→ DIRECTIONS FOR THIS TASK: Please copy every line of the listing below without changing anything.

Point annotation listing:
/---

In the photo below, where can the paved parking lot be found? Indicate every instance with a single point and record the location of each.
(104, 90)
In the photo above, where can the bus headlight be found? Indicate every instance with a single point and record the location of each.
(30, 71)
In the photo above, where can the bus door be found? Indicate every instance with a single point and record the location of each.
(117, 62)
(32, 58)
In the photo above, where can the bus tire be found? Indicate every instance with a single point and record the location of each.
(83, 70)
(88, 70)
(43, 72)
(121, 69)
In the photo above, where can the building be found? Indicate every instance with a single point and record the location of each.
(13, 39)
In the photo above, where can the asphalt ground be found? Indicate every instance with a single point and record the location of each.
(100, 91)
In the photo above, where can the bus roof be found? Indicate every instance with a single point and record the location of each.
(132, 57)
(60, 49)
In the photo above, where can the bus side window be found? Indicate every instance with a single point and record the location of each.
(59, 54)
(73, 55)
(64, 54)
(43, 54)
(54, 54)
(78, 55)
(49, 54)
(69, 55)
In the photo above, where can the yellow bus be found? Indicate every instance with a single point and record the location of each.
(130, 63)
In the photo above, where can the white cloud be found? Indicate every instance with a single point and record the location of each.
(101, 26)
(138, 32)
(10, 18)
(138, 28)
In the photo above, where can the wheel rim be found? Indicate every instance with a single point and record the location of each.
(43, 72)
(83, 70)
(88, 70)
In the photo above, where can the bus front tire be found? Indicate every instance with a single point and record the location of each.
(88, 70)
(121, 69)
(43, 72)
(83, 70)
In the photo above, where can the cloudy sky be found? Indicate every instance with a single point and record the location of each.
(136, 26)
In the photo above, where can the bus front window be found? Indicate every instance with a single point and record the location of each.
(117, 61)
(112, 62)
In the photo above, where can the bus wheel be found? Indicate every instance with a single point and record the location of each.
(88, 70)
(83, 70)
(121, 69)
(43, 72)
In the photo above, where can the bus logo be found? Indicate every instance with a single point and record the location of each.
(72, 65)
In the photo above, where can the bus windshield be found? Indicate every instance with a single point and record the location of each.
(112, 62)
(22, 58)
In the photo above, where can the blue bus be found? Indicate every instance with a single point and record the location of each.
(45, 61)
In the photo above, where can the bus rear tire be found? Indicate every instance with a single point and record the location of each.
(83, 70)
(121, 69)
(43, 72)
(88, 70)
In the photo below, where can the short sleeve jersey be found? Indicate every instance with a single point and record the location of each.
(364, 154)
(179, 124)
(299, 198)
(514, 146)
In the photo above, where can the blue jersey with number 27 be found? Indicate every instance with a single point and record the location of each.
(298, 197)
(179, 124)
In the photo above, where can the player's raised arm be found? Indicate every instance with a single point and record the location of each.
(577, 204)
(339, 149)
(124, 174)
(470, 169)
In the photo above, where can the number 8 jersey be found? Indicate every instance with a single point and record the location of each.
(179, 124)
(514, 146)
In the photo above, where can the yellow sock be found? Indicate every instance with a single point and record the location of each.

\---

→ EXPECTED ANSWER:
In the photo below, where can the paved parking lot be found? Indicate every instance with a single point and record the location of each.
(104, 90)
In the photo above, where can the bus headlight be found? Indicate every instance with a single point and record the location of each.
(30, 71)
In the photo above, where can the bus door be found? Indicate every instance with a single point and record the location of each.
(117, 62)
(32, 58)
In the photo above, where can the bus tire be found? Indicate every instance with a single point and record the location of each.
(83, 70)
(88, 70)
(43, 72)
(121, 69)
In the photo above, where can the building be found? Indicate every instance with a single point and record the location of each.
(13, 39)
In the photo above, where can the asphalt ground be found? Indicate every instance with a single point and record the location of each.
(100, 91)
In the photo above, where can the bus roof be found? Indicate every instance with a single point and record the location of each.
(132, 57)
(60, 49)
In the photo above, where can the bus side window be found? Indicate every instance with a single point and record the location of each.
(59, 54)
(73, 55)
(64, 54)
(43, 54)
(54, 54)
(78, 55)
(49, 54)
(69, 55)
In the photo above, where can the yellow bus be found? Indicate every instance with a single point and record the location of each.
(130, 63)
In the photo above, where can the white cloud be found? Indicate every instance with a single point and record the location of each.
(101, 26)
(138, 32)
(10, 18)
(138, 28)
In the photo above, where can the wheel rim be found? Indicate every instance with a single point and record the location of each.
(43, 72)
(83, 70)
(88, 70)
In the photo above, where can the bus front tire be found? Indicate every instance with a single point and record the location of each.
(88, 70)
(121, 69)
(43, 72)
(83, 70)
In the photo above, where can the cloudy sky be found? Indicate every instance with a single point and record the location of each.
(136, 26)
In the photo above, where can the bus front window be found? Indicate every instance with a single point and record the location of each.
(117, 61)
(112, 62)
In the photo above, where can the bus wheel be found? Indicate every instance with a single point and record the location of each.
(88, 70)
(83, 70)
(121, 69)
(43, 72)
In the photo above, where can the bus logo be found? Indicate every instance with a single point and record the location of each.
(72, 65)
In the photo above, where can the bus windshield be found? Indicate every instance with a single point and record the location of each.
(112, 62)
(22, 58)
In the photo above, where can the blue bus be found? Indicate every instance with a single point and record the location of each.
(45, 61)
In the photo above, where can the bus rear tire be found? Indicate every instance with a single point and record the location of each.
(83, 70)
(121, 69)
(43, 72)
(88, 70)
In the photo below, where can the short sleeve jersey be found? Indicate every instance with a single point and record the location of each.
(364, 154)
(179, 124)
(299, 198)
(514, 146)
In the photo above, where can the blue jersey with number 27 be found? Indicate every instance with a single point and record the location of each.
(298, 197)
(179, 124)
In the photo above, where can the player's raised arm be found? Indicate every instance with a single point and record the location of each.
(577, 204)
(339, 149)
(124, 174)
(470, 169)
In the photo above, where can the number 8 jersey be found? Indicate every instance with a single point and record the location of each.
(179, 124)
(514, 146)
In the photo above, where can the yellow sock be found? Indicate every instance with a single point and record the location of each.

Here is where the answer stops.